____ Texto seleccionado

Don Sancho García incluye la historia de doña Ava, condesa de Castilla, que se debate entre la gran pasión que siente por su enamorado, Almanzor, ambicioso rey de Córdoba que busca dominar Castilla, y el amor que, como madre, profesa a su hijo Sancho García. Su lucha interior la lleva a plantearse, y consentir, el asesinato, por envenenamiento, de su propio vástago. El final trágico supone la desaparición de los dos amantes, el negativo Almanzor y la condesa doña Ava. Es una tragedia que ha sido acusada de inverosimilitud, por no haber sabido, se explica, su autor justificar con claridad los móviles que pueden llevar a una madre a procurar y aceptar el asesinado de su propio hijo.

________
____ Registros aportados

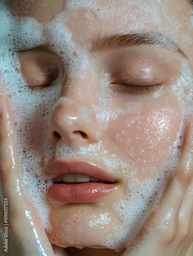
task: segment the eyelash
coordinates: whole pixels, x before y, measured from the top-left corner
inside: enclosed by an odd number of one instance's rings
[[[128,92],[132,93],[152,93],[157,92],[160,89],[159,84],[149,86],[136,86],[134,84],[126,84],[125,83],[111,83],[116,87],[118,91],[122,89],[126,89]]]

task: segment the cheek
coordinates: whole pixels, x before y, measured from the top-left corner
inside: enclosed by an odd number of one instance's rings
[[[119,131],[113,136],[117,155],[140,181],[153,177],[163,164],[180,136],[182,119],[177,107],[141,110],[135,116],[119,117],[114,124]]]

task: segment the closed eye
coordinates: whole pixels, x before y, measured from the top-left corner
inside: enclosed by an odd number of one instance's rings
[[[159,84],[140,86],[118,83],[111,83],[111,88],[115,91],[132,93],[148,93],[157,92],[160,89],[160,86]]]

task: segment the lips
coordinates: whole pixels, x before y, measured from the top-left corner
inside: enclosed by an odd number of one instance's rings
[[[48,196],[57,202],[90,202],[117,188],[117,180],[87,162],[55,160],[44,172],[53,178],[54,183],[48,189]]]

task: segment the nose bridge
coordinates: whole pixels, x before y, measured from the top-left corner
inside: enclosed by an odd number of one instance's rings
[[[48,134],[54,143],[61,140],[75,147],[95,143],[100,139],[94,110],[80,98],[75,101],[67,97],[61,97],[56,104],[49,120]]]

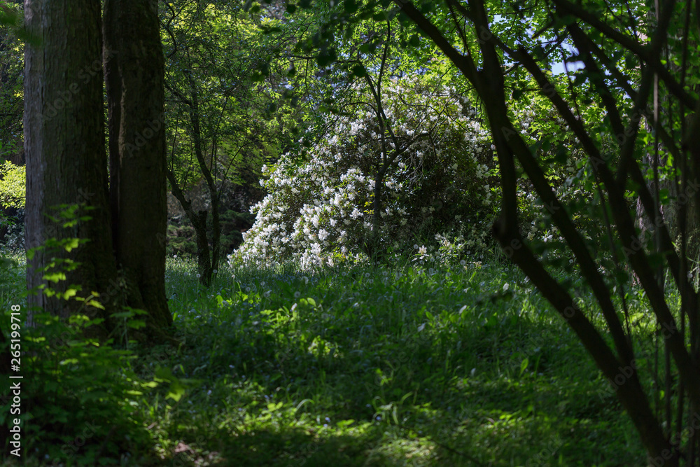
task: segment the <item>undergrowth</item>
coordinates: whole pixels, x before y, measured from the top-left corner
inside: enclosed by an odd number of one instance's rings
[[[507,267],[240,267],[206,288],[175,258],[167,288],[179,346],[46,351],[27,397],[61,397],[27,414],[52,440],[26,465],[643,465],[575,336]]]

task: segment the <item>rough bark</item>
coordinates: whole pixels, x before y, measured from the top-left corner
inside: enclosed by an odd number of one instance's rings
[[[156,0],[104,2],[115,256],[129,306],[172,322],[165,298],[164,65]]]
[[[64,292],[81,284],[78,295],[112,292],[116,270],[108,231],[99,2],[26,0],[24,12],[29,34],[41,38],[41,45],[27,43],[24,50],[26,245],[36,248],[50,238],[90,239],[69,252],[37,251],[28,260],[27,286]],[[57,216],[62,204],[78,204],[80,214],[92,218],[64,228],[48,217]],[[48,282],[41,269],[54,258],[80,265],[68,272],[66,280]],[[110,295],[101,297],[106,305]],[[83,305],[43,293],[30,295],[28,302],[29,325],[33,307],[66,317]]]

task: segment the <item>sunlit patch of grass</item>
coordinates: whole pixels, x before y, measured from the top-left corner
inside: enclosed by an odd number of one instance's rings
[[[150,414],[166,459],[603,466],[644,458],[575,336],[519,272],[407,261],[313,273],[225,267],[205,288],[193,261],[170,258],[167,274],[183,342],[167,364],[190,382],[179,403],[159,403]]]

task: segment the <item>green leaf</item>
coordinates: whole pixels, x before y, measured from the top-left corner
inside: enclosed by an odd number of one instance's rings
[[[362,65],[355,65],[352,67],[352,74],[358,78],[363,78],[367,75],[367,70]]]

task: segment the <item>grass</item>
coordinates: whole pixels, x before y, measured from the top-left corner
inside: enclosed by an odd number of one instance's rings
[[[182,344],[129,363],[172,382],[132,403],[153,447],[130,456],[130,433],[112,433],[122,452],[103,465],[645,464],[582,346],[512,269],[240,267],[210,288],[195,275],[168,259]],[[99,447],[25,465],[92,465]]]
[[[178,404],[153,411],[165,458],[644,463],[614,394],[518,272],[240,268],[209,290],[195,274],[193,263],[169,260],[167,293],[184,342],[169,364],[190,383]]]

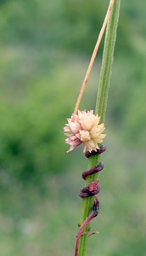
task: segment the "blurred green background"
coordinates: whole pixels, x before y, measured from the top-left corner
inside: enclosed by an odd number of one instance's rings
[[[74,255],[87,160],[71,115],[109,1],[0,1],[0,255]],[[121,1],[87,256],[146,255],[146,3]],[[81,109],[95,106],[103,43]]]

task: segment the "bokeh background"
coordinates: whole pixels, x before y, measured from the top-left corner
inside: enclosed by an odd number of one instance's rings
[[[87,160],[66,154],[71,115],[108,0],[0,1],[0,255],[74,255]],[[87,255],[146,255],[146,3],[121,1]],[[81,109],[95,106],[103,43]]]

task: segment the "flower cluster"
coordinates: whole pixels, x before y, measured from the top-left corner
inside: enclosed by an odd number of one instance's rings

________

*Qué harás:*
1. Responde estas preguntas sobre el texto acerca de Don Sancho García:
(a) ¿Qué busca Almanzor, el enamorado de doña Ava?
(b) ¿Por qué medio se plantea el asesinato del hijo de doña Ava?
(c) ¿De qué ha sido acusada esta tragedia?
2. ¿Puedes prolongar el texto sobre Don Sancho García a partir de su última oración?
Los registros provienen de una fuente distinta a la del texto.

*Resultados por tarea:*
1.
(a) Dominar Castilla.
(b) Por envenenamiento.
(c) De inverosimilitud.

2.
2.5. La tragedia de las mujeres: M.ª Rosa Gálvez de Cabrera


2.5.1. Obra dramática

María Rosa Gálvez es considerada uno de los más importantes dramaturgos de la Ilustración, muestra ilustre, y bien representativa, de la presencia femenina en la letras dieciochescas. Su aportación al arte dramático abarca varios géneros. Escribió zarzuelas. Escribió melólogos. Escribió comedias, como Un loco hace ciento, de 1801, Los figurones literarios, de 1804, La familia a la moda, de 1804, El egoísta, de 1804, Las esclavas amazonas o Hermanos descubiertos por un acaso de amor, de 1805. Escribió tragedias como Alí-Bek, de 1801, Safo, Florinda, Blanca de Rossi, Amnón, Zinda, La Delirante, todas estas publicadas en 1804.

Consiguió la protección de Manuel Godoy, en la época del apogeo de su poder, quien ordenó costear, con cargo a las cuentas del estado, la publicación, en 1804, de sus Obras poéticas, impresas en Madrid, en la Imprenta Real, en tres volúmenes, el segundo y tercero de los cuales dan cabida a sus tragedias.




2.5.2. Los textos trágicos

Muchas de las tragedias de M.ª Rosa Gálvez tienen protagonista femenino que da nombre a la obra correspondiente. Incluso en aquellas en las el título procede de uno de los personajes masculinos, Alí-Bek y Amnón, se acentúa considerablemente el protagonismo de uno de los personajes femeninos, Amalia y Thamar respectivamente, en torno al cual termina girando toda la acción de su argumento.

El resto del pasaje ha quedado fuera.